Aim
Revise these lines by replacing every occurrence of "Trace the outline" with "Mark the boundary", leaving everything else unchanged.

Data rows
▼

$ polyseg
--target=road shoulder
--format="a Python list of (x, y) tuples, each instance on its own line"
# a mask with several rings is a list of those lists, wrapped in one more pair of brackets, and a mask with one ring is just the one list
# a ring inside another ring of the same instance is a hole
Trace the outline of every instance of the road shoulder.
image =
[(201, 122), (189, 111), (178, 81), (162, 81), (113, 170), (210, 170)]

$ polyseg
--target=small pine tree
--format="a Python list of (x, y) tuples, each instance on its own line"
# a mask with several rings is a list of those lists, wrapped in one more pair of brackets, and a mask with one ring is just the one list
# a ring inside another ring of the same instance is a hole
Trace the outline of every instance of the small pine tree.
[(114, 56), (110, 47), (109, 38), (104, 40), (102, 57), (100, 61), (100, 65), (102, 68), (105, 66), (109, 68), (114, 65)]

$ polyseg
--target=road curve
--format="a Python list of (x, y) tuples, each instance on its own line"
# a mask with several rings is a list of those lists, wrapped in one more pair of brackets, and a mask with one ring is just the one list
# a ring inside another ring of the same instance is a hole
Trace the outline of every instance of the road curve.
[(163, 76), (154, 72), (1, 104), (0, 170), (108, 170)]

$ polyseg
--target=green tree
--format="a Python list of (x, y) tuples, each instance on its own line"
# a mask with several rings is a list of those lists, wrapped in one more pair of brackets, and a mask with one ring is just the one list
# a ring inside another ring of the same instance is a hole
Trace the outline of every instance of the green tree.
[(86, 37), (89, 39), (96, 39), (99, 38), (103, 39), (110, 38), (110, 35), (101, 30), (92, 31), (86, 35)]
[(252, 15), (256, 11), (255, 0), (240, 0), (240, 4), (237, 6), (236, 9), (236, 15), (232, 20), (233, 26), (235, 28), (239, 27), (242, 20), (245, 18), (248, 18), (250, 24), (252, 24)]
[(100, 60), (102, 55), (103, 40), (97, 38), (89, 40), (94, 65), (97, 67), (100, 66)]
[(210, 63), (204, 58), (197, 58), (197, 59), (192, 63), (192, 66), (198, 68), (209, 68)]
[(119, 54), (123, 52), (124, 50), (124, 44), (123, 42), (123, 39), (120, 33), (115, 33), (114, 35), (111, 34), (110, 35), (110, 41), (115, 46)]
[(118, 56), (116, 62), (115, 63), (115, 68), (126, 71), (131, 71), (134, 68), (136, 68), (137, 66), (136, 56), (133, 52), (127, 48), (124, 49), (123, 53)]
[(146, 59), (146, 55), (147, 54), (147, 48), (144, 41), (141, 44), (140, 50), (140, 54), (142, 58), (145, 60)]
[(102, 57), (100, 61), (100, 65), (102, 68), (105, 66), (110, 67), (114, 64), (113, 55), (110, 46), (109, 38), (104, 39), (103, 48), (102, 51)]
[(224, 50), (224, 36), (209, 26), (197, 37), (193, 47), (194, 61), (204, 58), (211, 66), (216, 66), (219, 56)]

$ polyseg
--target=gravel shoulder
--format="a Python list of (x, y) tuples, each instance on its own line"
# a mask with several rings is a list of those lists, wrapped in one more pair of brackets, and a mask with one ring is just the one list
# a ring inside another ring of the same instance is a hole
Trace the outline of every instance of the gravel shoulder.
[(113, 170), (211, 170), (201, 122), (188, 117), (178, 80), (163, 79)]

▲

Written answer
$ polyseg
--target=road shoulder
--format="a Python list of (x, y) tuples, each instance on its own line"
# a mask with several rings is a list of those lists, wrapped in one more pair of brackets, and a mask with one ring is just the one list
# a ring inside another ring of the same instance is a hole
Mark the boundary of every instance of the road shoulder.
image =
[(201, 122), (189, 111), (178, 81), (162, 81), (113, 170), (210, 170)]

$ polyseg
--target=small pine tree
--format="a Python list of (x, y) tuples, each instance on its own line"
# a mask with several rings is a list of those lists, wrapped in one more pair of brackets, and a mask with one ring is just the one list
# a ring inside another ring of the same instance is a hole
Mark the boundary of every instance of the small pine tree.
[(114, 56), (110, 47), (109, 38), (104, 40), (102, 57), (100, 61), (100, 65), (102, 68), (105, 66), (109, 68), (114, 65)]

$ polyseg
--target=road curve
--format="a Python list of (x, y) tuples, each instance on its own line"
# a mask with several rings is a list of those lists, wrapped in one more pair of brackets, and a mask with one ring is just the one list
# a ring inside another ring of the same instance is a hole
Mark the boundary of every instance of the road curve.
[(163, 76), (154, 72), (1, 104), (0, 170), (108, 170)]

$ polyseg
--target=green tree
--format="a Python list of (x, y) tuples, each instance on its own line"
# a mask with several rings is a list of those lists, wrapped in one more pair of brackets, and a mask with one ring is just the one list
# a ring inside another ring of the same instance is a hole
Mark the boundary of every instance of the green tree.
[(86, 37), (89, 39), (96, 39), (99, 38), (103, 39), (110, 38), (110, 35), (101, 30), (92, 31), (86, 35)]
[(252, 15), (256, 11), (255, 0), (240, 0), (240, 4), (237, 6), (236, 9), (236, 15), (232, 20), (233, 26), (235, 28), (239, 27), (242, 20), (245, 18), (248, 18), (250, 24), (252, 24)]
[(100, 60), (102, 55), (103, 40), (97, 38), (89, 40), (94, 65), (97, 67), (100, 66)]
[(210, 63), (204, 58), (197, 58), (197, 59), (192, 63), (192, 66), (198, 68), (209, 68)]
[(119, 54), (123, 52), (124, 50), (124, 44), (123, 42), (123, 39), (120, 33), (115, 33), (114, 35), (111, 34), (110, 35), (110, 41), (115, 46)]
[(118, 56), (116, 62), (115, 63), (115, 68), (126, 71), (131, 71), (134, 68), (136, 68), (137, 66), (136, 56), (133, 52), (127, 48), (124, 49), (123, 53)]
[(146, 59), (146, 55), (147, 54), (147, 48), (144, 41), (141, 44), (140, 50), (140, 54), (142, 58), (145, 60)]
[(102, 57), (100, 61), (100, 65), (102, 68), (105, 66), (110, 67), (114, 64), (113, 55), (110, 46), (109, 38), (104, 39), (103, 48), (102, 51)]
[(224, 50), (224, 36), (209, 26), (197, 37), (193, 47), (194, 61), (204, 58), (211, 66), (216, 66), (219, 56)]

$ polyseg
--target=gravel shoulder
--format="a Python list of (x, y) tuples, each instance on its own line"
# a mask with several rings is a list of those lists, wrapped in one more pair of brackets, and a mask with one ring is just the one list
# a ring inside another ring of the same instance is a hole
Mark the boundary of every instance of the gravel shoulder.
[(113, 170), (211, 170), (201, 122), (188, 117), (178, 80), (163, 79)]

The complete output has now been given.